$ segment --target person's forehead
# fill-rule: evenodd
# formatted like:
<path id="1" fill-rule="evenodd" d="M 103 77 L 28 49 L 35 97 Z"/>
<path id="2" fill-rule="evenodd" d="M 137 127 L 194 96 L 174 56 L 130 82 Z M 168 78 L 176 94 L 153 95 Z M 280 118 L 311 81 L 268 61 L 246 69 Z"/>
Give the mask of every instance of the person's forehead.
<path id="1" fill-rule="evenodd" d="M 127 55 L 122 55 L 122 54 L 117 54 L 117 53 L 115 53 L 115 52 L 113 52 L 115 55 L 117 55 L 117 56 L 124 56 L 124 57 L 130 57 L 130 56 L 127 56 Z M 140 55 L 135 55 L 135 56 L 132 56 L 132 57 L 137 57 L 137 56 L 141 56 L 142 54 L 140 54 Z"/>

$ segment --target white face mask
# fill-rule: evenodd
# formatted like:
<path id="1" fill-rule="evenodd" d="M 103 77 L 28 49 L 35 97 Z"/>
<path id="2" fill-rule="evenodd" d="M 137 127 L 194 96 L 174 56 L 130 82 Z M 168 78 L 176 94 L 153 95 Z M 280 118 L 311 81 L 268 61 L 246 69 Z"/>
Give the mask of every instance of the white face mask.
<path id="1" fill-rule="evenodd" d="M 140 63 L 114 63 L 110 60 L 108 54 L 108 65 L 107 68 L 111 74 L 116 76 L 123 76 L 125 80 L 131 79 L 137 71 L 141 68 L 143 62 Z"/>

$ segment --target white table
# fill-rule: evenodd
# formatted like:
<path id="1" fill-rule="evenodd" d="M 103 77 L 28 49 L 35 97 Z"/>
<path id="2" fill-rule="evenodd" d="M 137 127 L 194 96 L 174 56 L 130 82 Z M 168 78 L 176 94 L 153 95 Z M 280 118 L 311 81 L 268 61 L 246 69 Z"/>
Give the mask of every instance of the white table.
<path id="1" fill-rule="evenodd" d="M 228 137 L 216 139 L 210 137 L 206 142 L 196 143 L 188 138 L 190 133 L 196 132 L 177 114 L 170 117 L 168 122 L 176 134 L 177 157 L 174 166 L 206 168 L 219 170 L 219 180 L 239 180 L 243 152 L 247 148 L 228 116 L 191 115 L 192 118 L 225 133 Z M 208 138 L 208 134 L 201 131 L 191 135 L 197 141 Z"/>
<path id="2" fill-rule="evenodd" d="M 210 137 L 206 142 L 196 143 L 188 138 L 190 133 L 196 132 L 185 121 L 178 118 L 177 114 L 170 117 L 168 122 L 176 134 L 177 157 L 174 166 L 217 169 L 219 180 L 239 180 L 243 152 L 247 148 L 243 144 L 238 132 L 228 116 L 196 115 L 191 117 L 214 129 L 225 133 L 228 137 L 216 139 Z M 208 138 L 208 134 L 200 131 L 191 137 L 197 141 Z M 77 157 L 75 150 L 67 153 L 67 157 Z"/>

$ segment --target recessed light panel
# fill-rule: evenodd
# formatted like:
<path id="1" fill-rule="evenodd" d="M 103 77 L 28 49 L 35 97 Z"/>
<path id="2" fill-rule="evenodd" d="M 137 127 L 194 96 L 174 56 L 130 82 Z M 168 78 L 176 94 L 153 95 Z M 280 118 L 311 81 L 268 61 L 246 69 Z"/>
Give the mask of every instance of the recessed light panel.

● ● ● ● ●

## WHAT YOU WILL DO
The records above must be retyped in full, exactly as written.

## RESULT OF THE EXERCISE
$ segment --target person's forehead
# fill-rule: evenodd
# formatted like:
<path id="1" fill-rule="evenodd" d="M 103 77 L 28 49 L 35 97 Z"/>
<path id="2" fill-rule="evenodd" d="M 137 127 L 194 96 L 174 56 L 130 82 Z M 168 78 L 176 94 L 153 95 Z M 280 118 L 311 81 L 268 61 L 246 69 Z"/>
Give the mask of every instance of the person's forehead.
<path id="1" fill-rule="evenodd" d="M 127 55 L 122 55 L 122 54 L 117 54 L 117 53 L 115 53 L 115 52 L 113 52 L 115 55 L 117 55 L 117 56 L 124 56 L 124 57 L 130 57 L 130 56 L 127 56 Z M 140 55 L 135 55 L 135 56 L 132 56 L 132 57 L 137 57 L 137 56 L 141 56 L 142 54 L 140 54 Z"/>

$ segment --target white face mask
# fill-rule: evenodd
# formatted like:
<path id="1" fill-rule="evenodd" d="M 103 77 L 28 49 L 35 97 Z"/>
<path id="2" fill-rule="evenodd" d="M 137 127 L 194 96 L 174 56 L 130 82 Z M 168 78 L 176 94 L 153 95 Z M 280 118 L 311 81 L 268 61 L 246 69 Z"/>
Give the mask of every instance of the white face mask.
<path id="1" fill-rule="evenodd" d="M 140 63 L 114 63 L 110 60 L 108 54 L 108 65 L 107 68 L 111 74 L 116 76 L 123 76 L 125 80 L 131 79 L 137 71 L 141 68 L 143 62 Z"/>

$ segment --target white table
# fill-rule: evenodd
# formatted like:
<path id="1" fill-rule="evenodd" d="M 103 77 L 28 49 L 35 97 Z"/>
<path id="2" fill-rule="evenodd" d="M 137 127 L 194 96 L 174 56 L 130 82 Z M 168 78 L 176 94 L 153 95 Z M 280 118 L 311 81 L 268 61 L 246 69 Z"/>
Give the mask of every instance of the white table.
<path id="1" fill-rule="evenodd" d="M 228 137 L 216 139 L 210 137 L 206 142 L 196 143 L 188 138 L 190 133 L 196 132 L 177 114 L 170 117 L 168 122 L 176 134 L 177 157 L 174 166 L 206 168 L 219 170 L 219 180 L 239 180 L 243 152 L 247 148 L 228 116 L 191 115 L 192 118 L 225 133 Z M 208 138 L 208 134 L 201 131 L 191 135 L 197 141 Z"/>
<path id="2" fill-rule="evenodd" d="M 210 137 L 206 142 L 196 143 L 188 138 L 190 133 L 196 132 L 185 121 L 178 118 L 177 114 L 170 117 L 168 122 L 176 134 L 177 157 L 174 166 L 217 169 L 219 180 L 239 180 L 243 152 L 247 148 L 243 144 L 238 132 L 228 116 L 196 115 L 191 117 L 214 129 L 225 133 L 228 137 L 216 139 Z M 208 138 L 208 134 L 200 131 L 191 137 L 197 141 Z M 77 157 L 75 150 L 67 153 L 67 157 Z"/>

$ segment --target recessed light panel
# fill-rule: evenodd
# formatted like:
<path id="1" fill-rule="evenodd" d="M 103 77 L 28 49 L 35 97 Z"/>
<path id="2" fill-rule="evenodd" d="M 137 127 L 194 96 L 174 56 L 130 82 Z M 168 78 L 176 94 L 153 95 Z M 280 118 L 311 81 L 268 61 L 246 69 Z"/>
Give the mask of every instance of the recessed light panel.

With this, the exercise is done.